■ **WHAT YOU HAVE TO DO**:
In the article about Vijay Iyer's Harvard appointment, which professorship will he hold starting in January?

■ **SUPPLIED TEXT**:
..........

A professorship and a MacArthur
Jazz authority Vijay Iyer will become professor in Music Department, wins creative grant
Vijay Iyer has won wide acclaim in the music world as a jazz pianist and a composer, has an academic resume that includes degrees from Yale University and the University of California at Berkeley, and has published in a number of scholarly journals. And now Iyer, who in January will become the first Franklin D. and Florence Rosenblatt Professor of the Arts in Harvard’s Department of Music, is in even more select company. The John D. and Catherine T. MacArthur Foundation today awarded him a prestigious “genius” grant.
The foundation, which awards its no-strings-attached grants of $625,000 annually, recognized Iyer as an “ardent investigator of musical communities, practices, histories, and theories. He mines core rhythmic, melodic, and structural elements from a wide range of sources to construct richly varied, improvisation-driven solo and ensemble music.”
It is that combination of interests — and his work as both as a music-maker and a researcher — that Iyer hopes to bring to his teaching and research at Harvard.
Soundbytes: ‘Optimism’ by Vijay Iyer
“I’m very excited because in a lot of ways this is a new step,” Iyer said of his upcoming appointment. “It’s not that I’m a stranger to academia. But I’ve spent the last 15 years mostly outside of it, working as a composer and performer, as well as collaborating with a lot of artists across many different communities and disciplines.
“I have been able to keep a toe in academia by contributing journal articles and giving lectures here and there, in dialogue with my creative work,” he added. “When I arrive at Harvard, I look forward to wading in deeper — mentoring student composer-performers, illuminating new currents in American music, and convening conversations with some of the stellar thinkers on campus. And I especially look forward to connecting all of what we do to the world beyond the University, because a life in the arts means a life of service to those around us.”
As a musician, Iyer has been nominated for a Grammy, and has won two ECHO awards (the so-called “German Grammys”), a Doris Duke Performing Artist Award, and an unprecedented “quintuple crown” in DownBeat Magazine’s International Critics’ Poll.
He has a degree in mathematics and physics from Yale, and an interdisciplinary doctorate in music cognition from Berkeley. His work has been published in journals ranging from 2010’s “Best Writing on Mathematics” to the Journal of Consciousness Studies. He has served on the faculty at the Manhattan School of Music, New York University, and the New School. Iyer is also director of the Banff Centre’s International Workshop in Jazz and Creative Music, an annual three-week program in Alberta, Canada.
Though he won’t arrive on campus for several months, his appointment is already generating excitement among his future colleagues.
“I am absolutely delighted that Vijay Iyer is joining the Department of Music at Harvard,” said Alexander Rehding, the Fanny Peabody Professor of Music and chair of the Department of Music. “This is the first appointment of its kind in the history of the department. Vijay is a performer and composer, a creative musician, of the highest order. To call him a jazz musician would almost be too limiting. He is a musician, scientist, thinker, and a teacher whose work crosses intellectual and artistic boundaries in ever-new ways.”

..........

■ **DATA ENTRIES**:
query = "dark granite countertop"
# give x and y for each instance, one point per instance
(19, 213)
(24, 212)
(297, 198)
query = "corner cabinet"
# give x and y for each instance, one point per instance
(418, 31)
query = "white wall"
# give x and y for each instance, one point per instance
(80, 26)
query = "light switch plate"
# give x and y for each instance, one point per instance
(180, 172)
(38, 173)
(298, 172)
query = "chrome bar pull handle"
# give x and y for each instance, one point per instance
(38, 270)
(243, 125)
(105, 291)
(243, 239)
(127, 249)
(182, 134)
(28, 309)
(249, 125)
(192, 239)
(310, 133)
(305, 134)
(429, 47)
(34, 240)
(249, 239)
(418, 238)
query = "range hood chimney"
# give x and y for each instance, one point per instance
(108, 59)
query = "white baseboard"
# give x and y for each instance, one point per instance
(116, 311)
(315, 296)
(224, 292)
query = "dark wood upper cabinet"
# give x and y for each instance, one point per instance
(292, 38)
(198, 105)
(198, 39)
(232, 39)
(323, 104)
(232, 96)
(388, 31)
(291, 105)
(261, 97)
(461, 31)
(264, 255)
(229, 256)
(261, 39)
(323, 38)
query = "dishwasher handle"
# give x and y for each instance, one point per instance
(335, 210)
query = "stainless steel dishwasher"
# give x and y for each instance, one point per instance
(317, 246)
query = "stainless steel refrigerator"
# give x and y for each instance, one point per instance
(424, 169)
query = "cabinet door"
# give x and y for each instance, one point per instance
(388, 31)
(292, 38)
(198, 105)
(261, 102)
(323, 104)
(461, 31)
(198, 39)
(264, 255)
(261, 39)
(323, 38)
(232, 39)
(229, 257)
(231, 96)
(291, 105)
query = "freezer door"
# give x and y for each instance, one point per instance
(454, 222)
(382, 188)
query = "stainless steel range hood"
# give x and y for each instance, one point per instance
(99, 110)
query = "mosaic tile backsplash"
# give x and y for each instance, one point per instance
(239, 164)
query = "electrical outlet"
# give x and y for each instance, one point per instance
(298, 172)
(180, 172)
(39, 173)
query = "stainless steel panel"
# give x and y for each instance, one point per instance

..........

■ **ANSWER TO THIS TASK**:
He will be the first Franklin D. and Florence Rosenblatt Professor of the Arts in Harvard's Department of Music.